I have been working as a counsellor since 2005, qualifying as a person-centred counsellor. The person-centred approach offers authenticity, empathy and acceptance. When you are met by attentive listening, with compassion and without judgement, you can start to be honest with and accept yourself.
I wholeheartedly believe in what this type of counselling can offer, having had first hand experience. Counselling has helped me with many struggles, including depression, anxiety and unhappiness in relationships.
I perceive counselling as a positive collaboration - counsellor and client working together. I don't presume to know you better than you know yourself. Instead we will work alongside each other as you find your way.
Counselling can be transformative, changing the way you see yourself and how you live your life. And it can meet more modest, but also satisfying, goals, like finding ways to say ‘no’, stopping a behaviour or habit that’s troubling you, or dealing with painful emotions.
Sometimes, it's just about getting through a very difficult time, and having someone be there, to listen.
Taking the first step
You might not know what kind of counselling is for you, or even whether counselling is for you at all. It can be intimidating to take the first step.
Please email or call if you have any questions. A first appointment is also a chance to see if we’re comfortable working together and whether my approach suits you.
What is a counselling session like?

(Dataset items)
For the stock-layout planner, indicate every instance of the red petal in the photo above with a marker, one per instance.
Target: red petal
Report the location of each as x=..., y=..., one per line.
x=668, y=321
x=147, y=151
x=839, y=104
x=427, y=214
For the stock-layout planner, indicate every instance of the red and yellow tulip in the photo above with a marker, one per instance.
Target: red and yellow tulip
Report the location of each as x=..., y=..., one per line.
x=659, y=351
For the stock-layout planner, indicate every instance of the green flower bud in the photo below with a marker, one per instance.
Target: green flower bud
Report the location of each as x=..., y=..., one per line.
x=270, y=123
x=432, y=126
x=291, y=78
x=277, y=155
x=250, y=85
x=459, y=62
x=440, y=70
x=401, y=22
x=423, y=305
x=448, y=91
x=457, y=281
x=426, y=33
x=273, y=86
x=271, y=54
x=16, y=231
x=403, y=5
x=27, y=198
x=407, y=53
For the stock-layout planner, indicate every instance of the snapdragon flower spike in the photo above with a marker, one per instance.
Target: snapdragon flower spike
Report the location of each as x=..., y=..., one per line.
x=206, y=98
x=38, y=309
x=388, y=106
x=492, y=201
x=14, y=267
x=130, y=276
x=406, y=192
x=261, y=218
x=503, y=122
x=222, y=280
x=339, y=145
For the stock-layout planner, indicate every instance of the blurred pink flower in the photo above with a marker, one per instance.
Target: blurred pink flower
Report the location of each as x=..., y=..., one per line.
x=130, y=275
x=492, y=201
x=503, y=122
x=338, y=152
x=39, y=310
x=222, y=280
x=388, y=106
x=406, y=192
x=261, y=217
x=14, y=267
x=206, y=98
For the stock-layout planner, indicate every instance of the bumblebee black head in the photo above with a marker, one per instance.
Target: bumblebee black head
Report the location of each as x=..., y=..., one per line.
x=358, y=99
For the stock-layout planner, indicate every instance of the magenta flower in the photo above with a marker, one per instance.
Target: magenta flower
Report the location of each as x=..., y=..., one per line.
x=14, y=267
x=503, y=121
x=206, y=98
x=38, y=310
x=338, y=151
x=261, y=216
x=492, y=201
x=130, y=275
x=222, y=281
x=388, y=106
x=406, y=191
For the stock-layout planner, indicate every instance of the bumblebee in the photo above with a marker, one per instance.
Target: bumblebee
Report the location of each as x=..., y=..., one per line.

Assignment A:
According to the practice page, in what year did the writer begin working as a counselor?
Assignment B:
List each struggle that the practice page says counseling helped the writer with.
The dataset items play no part in this work.

Answer area A:
2005

Answer area B:
Depression, anxiety, and unhappiness in relationships.